• WRITTEN TASK: Begin with the line containing "Could you spot the red" and copy each line exactly through the last line of the entries, inclusive.
..........
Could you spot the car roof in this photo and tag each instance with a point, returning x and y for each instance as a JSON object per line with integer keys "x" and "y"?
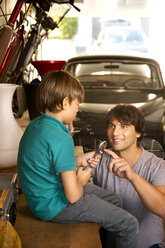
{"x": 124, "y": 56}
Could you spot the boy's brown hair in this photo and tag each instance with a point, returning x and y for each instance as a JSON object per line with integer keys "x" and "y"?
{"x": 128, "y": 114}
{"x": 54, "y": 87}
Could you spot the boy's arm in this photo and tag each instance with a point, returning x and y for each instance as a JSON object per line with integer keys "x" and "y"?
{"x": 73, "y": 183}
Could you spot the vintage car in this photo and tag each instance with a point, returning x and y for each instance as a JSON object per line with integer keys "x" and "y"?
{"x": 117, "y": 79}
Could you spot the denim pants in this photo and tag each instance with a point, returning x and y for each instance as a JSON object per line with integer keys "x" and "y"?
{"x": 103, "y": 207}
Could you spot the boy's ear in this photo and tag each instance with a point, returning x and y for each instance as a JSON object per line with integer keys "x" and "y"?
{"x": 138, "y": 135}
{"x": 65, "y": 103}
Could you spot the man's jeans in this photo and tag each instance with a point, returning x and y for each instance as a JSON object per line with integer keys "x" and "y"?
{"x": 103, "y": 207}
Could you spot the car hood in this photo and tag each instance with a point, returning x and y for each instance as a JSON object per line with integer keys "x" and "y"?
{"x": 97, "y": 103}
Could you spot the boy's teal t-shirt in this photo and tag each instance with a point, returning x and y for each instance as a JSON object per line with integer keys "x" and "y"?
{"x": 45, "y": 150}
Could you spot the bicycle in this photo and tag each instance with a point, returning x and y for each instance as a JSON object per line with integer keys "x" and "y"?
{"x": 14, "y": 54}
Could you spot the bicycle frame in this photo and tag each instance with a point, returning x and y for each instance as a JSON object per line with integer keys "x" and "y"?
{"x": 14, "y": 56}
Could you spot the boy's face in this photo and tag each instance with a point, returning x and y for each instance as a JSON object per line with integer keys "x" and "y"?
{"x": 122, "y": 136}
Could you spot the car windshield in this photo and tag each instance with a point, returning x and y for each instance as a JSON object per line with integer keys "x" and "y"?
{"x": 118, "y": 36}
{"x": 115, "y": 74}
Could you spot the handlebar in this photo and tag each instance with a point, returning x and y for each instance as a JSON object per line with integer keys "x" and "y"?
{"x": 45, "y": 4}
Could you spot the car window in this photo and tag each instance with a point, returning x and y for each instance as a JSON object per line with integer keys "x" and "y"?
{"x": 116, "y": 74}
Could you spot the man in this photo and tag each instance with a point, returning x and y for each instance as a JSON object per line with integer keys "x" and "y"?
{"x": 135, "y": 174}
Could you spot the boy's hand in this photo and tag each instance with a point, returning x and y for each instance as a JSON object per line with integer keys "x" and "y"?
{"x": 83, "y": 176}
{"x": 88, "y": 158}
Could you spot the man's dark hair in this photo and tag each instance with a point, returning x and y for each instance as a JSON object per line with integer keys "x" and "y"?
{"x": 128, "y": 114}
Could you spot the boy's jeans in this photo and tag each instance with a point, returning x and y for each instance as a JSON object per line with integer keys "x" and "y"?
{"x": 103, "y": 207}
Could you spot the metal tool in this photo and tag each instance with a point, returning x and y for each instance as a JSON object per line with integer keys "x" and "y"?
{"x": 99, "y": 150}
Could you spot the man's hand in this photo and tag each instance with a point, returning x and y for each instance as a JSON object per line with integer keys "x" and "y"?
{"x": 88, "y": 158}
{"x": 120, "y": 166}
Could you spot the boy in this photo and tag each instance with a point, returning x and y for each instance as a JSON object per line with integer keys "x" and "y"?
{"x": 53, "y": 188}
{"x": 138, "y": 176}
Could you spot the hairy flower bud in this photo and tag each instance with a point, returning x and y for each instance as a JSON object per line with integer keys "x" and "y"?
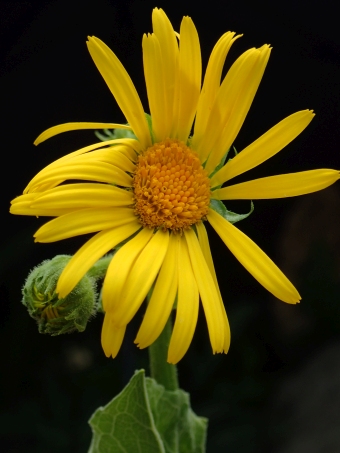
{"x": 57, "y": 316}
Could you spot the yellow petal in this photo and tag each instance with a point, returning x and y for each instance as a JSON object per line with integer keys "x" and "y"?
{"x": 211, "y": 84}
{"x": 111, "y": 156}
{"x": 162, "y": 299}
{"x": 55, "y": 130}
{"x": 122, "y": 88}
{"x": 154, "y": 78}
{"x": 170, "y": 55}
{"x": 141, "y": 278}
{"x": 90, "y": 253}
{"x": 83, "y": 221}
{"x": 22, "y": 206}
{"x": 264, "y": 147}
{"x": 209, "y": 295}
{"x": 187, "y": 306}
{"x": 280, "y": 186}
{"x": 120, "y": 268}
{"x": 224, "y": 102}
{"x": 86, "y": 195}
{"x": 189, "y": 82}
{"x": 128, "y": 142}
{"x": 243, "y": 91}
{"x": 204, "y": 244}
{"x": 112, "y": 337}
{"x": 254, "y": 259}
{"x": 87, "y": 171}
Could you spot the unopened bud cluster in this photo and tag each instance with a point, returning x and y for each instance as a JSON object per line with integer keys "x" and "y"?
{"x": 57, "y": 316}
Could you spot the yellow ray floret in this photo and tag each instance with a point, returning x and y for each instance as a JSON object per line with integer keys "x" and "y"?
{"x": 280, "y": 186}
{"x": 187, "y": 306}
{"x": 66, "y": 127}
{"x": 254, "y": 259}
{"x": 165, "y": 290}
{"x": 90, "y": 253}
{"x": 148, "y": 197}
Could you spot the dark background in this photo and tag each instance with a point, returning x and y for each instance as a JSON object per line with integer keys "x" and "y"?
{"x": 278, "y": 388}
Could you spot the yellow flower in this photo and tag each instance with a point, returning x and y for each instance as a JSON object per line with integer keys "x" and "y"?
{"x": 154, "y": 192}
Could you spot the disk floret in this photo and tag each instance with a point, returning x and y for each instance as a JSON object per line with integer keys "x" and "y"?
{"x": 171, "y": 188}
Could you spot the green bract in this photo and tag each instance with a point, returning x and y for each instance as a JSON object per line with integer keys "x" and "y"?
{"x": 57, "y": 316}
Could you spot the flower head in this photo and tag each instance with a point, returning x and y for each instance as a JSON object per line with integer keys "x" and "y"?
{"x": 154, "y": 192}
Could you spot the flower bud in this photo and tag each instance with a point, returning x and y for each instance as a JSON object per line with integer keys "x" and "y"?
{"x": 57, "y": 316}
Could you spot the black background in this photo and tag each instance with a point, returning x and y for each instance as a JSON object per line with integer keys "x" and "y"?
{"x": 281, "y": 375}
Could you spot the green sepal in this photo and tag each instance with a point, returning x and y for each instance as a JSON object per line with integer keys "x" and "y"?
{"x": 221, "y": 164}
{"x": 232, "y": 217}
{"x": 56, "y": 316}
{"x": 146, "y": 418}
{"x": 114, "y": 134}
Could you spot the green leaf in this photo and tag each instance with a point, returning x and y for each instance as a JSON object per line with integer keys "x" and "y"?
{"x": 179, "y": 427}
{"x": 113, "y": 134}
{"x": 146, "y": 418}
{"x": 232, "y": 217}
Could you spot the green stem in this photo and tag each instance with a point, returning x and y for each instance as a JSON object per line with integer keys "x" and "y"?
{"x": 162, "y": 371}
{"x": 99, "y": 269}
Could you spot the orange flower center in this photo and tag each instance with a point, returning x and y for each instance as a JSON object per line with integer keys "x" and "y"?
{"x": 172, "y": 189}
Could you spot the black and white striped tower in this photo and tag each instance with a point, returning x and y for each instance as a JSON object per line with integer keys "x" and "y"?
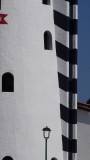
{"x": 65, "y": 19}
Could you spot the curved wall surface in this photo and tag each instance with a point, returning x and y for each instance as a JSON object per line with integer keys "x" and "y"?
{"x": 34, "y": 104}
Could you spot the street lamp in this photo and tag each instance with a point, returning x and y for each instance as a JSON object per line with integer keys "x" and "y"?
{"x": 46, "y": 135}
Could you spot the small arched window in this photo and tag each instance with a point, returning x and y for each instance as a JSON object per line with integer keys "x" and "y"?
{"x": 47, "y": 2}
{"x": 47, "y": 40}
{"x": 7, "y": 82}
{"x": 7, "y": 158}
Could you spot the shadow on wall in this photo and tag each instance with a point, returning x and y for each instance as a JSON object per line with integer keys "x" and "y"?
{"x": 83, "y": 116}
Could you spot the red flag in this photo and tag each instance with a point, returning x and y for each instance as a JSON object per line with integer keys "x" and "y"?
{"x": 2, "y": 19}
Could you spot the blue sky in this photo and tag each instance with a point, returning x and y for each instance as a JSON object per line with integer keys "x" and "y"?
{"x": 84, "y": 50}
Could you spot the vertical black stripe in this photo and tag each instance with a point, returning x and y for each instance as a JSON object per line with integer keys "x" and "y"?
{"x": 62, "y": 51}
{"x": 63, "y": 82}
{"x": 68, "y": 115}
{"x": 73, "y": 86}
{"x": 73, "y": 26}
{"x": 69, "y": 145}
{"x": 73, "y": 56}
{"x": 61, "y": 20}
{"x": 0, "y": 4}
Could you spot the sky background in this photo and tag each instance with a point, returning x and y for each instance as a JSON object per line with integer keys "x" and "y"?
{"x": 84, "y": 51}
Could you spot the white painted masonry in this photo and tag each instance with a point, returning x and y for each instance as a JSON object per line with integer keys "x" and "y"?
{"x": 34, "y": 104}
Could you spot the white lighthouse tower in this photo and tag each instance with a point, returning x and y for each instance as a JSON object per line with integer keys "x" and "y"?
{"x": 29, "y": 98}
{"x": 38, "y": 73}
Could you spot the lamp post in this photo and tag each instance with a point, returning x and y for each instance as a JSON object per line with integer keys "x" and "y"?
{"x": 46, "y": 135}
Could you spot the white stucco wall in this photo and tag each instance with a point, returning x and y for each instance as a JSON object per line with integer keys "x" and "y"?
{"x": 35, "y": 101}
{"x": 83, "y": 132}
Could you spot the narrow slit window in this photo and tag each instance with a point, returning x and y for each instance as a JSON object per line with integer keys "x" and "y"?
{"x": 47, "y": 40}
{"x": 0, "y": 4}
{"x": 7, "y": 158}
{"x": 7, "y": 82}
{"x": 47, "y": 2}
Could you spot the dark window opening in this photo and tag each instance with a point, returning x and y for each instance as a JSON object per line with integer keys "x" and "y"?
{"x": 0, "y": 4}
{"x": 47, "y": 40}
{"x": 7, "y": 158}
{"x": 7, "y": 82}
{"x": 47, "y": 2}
..........
• RESULT:
Could you spot the red flag in this photo and tag each instance with a point, returning x and y for each instance as a JSON object per line with integer keys "x" and "y"?
{"x": 2, "y": 19}
Could you spot the blue sky in this photo and tag each instance with a point, returning x and y for each instance as a JSON object per line with integer keys "x" and "y"?
{"x": 84, "y": 50}
Could you spot the vertical black stripe in this photo and tag each instance with a point, returning x and y for each instance as a JSON object per line with integer keys "x" and "y"?
{"x": 62, "y": 51}
{"x": 63, "y": 82}
{"x": 68, "y": 115}
{"x": 73, "y": 86}
{"x": 73, "y": 26}
{"x": 69, "y": 145}
{"x": 73, "y": 56}
{"x": 61, "y": 20}
{"x": 0, "y": 4}
Could you spot the sky background in this photo and tag each instance with a point, returning x and y for each instance as a JSON object per line with integer keys "x" and "y"?
{"x": 84, "y": 51}
Could you spot the white painted masonry in this photo and tag each instance with a point, returning x and y for each instance as a JSON object per line with integer keys "x" and "y"?
{"x": 34, "y": 104}
Could you spot the white lighthouse tower in this photo and tag each instance with a point, returning x and y for each instance as a JSON object per line with integer keys "x" and "y"?
{"x": 29, "y": 98}
{"x": 38, "y": 73}
Could you spot the lamp post in this photo and tag each instance with a point, returning x and y for each instance as a JSON object per line with integer keys "x" and "y"?
{"x": 46, "y": 135}
Could you spot the white stucco wall in this photo and tag each instance with a point, returning x and y for each instance as a JSON object per line with integer keys "x" and "y"?
{"x": 35, "y": 101}
{"x": 83, "y": 132}
Could you spot the narrow slit window in this photo and tag each instance with a point, returning x and y for each instance as a JSON object per line with integer keys "x" and "y"?
{"x": 47, "y": 40}
{"x": 0, "y": 4}
{"x": 7, "y": 158}
{"x": 7, "y": 82}
{"x": 47, "y": 2}
Could you spot the dark window opening in this photo and tag each instance with a point, returning x and y for each instance as a JSON object per line with integer keys "x" and "y"?
{"x": 0, "y": 4}
{"x": 47, "y": 40}
{"x": 7, "y": 158}
{"x": 7, "y": 82}
{"x": 47, "y": 2}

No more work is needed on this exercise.